-- Try it --
Each line from the one containing "target | black air fryer basket" to the end of the entries below must be restated exactly, and no other line should appear.
────────────────────
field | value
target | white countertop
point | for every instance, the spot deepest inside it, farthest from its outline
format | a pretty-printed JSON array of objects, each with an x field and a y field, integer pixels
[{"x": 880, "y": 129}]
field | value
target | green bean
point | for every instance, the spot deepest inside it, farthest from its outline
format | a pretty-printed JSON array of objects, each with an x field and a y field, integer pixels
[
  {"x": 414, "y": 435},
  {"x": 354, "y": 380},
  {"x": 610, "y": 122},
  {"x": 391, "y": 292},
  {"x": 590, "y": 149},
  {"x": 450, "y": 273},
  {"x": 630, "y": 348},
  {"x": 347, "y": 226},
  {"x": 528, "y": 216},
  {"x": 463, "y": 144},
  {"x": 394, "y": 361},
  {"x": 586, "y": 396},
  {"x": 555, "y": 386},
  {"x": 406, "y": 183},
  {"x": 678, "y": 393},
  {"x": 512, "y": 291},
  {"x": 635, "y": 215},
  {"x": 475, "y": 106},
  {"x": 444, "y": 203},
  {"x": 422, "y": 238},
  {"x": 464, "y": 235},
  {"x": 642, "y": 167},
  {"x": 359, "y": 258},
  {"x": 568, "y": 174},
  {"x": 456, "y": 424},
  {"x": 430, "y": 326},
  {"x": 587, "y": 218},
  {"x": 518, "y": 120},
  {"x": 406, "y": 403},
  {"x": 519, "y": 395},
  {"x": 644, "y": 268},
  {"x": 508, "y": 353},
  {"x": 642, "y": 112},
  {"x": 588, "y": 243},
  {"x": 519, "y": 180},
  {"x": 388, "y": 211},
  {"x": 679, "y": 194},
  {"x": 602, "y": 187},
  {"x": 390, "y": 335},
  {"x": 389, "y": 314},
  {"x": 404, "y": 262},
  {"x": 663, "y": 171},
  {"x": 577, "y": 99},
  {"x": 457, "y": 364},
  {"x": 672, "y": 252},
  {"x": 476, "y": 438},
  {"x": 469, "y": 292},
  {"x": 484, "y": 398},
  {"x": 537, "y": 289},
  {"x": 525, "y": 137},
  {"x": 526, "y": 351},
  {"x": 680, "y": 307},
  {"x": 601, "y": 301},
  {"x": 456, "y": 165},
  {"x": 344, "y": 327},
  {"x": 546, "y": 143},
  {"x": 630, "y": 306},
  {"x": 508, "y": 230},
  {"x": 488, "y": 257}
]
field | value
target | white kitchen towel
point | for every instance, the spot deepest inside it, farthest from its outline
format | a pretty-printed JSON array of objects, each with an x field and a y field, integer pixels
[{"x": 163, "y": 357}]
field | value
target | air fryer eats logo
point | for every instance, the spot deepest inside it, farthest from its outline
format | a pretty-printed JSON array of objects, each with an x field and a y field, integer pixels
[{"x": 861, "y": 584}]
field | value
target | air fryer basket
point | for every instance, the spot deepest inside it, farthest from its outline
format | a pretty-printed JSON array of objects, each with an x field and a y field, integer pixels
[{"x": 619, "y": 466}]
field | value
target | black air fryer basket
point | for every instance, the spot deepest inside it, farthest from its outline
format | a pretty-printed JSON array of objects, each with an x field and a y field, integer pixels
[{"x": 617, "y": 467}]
────────────────────
-- Answer --
target | black air fryer basket
point | for every instance, the spot deepest inside it, farthest from its outline
format | a pretty-printed JSON array of objects, each with an x field and a y field, integer pixels
[{"x": 617, "y": 467}]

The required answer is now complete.